* Aim of the exercise: Look through the lines below and copy each one that includes "child".

* Input data:

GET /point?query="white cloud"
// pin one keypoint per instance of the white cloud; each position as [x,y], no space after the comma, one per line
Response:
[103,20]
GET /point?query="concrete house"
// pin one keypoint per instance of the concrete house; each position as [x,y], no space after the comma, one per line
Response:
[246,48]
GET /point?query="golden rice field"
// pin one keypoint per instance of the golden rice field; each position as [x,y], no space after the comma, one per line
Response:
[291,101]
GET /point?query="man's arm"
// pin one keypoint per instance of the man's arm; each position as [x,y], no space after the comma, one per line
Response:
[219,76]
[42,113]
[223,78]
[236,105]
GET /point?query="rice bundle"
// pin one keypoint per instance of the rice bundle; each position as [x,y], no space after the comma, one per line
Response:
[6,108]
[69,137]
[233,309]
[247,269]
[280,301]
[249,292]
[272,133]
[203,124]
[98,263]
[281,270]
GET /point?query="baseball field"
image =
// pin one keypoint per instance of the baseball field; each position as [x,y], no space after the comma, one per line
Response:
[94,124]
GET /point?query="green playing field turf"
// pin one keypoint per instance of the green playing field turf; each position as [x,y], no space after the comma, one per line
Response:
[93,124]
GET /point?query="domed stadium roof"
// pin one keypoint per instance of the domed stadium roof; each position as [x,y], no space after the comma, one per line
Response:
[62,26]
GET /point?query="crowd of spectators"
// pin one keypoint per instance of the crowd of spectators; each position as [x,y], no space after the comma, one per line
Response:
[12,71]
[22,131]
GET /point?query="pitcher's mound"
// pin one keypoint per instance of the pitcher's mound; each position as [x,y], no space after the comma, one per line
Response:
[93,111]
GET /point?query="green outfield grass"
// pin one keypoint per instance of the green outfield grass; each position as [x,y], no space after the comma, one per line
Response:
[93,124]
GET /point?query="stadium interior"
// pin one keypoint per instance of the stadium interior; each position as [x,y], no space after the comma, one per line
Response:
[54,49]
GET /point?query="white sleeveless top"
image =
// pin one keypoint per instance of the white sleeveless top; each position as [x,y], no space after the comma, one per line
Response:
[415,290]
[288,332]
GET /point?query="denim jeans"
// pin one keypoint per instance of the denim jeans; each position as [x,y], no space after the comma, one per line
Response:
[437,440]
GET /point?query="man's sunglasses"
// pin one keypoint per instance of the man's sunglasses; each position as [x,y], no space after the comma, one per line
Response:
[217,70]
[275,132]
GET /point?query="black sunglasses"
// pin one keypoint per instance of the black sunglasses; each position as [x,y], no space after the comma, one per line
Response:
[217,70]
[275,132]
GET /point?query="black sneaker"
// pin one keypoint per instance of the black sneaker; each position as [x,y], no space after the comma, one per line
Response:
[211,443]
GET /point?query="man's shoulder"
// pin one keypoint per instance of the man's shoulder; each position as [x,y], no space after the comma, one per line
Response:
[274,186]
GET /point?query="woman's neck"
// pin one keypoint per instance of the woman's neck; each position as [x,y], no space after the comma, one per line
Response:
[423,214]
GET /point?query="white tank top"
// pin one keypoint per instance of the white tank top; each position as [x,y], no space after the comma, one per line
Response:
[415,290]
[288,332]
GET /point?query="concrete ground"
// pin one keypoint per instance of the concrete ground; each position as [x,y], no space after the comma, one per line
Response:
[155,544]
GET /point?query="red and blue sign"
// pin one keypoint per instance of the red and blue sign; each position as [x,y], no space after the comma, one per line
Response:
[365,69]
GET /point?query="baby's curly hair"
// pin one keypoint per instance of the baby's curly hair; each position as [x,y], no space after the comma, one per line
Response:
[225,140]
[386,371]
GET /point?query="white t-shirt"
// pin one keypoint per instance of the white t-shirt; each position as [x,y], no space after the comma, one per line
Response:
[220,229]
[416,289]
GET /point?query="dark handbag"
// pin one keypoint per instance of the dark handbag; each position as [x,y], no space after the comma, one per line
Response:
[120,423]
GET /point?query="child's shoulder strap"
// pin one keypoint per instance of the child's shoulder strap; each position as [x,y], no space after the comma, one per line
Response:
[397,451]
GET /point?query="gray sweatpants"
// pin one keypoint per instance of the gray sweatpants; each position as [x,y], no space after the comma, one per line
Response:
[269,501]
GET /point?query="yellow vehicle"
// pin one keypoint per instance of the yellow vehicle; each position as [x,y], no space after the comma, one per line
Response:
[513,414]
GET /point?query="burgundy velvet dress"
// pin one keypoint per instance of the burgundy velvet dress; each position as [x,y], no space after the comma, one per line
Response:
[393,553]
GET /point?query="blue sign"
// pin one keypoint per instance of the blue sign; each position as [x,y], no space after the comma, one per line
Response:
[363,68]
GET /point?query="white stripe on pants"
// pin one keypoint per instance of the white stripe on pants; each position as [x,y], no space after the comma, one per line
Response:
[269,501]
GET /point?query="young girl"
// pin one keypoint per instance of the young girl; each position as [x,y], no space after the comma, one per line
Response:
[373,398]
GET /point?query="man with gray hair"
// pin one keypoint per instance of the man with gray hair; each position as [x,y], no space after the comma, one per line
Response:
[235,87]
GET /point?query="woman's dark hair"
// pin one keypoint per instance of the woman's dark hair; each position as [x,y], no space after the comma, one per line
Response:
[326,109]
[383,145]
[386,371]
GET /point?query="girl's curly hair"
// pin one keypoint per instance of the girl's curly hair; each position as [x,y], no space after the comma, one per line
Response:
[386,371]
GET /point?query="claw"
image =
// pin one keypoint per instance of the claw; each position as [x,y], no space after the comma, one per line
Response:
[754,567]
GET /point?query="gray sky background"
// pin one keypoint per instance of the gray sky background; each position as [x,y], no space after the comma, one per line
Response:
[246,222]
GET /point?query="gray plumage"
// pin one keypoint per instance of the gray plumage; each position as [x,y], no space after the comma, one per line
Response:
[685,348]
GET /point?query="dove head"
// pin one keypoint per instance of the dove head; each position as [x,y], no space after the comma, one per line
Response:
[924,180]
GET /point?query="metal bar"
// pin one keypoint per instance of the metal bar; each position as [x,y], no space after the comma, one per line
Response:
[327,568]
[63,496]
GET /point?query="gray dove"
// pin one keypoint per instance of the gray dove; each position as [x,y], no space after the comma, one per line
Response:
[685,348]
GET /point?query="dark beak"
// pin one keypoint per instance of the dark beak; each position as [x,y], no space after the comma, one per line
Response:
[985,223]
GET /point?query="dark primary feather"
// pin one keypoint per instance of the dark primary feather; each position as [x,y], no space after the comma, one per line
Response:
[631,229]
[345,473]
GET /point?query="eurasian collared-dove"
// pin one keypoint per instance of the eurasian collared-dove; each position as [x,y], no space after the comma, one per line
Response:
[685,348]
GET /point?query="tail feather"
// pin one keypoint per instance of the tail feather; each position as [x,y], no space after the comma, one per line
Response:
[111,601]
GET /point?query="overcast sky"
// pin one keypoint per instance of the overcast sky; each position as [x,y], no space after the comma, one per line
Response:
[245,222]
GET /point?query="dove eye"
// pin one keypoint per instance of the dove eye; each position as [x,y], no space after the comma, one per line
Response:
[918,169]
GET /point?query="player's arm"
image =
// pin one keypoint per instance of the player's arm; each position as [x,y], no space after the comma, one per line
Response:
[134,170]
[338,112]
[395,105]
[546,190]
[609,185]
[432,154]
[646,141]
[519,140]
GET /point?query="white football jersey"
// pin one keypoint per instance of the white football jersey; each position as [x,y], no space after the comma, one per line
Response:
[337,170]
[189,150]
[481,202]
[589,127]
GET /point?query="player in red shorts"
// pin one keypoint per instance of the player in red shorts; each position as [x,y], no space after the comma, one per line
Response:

* Task response:
GET /point?query="child's shoulder strap"
// pin one keypoint per instance of the child's shoulder strap; each position as [x,y], no space after the comma, one per line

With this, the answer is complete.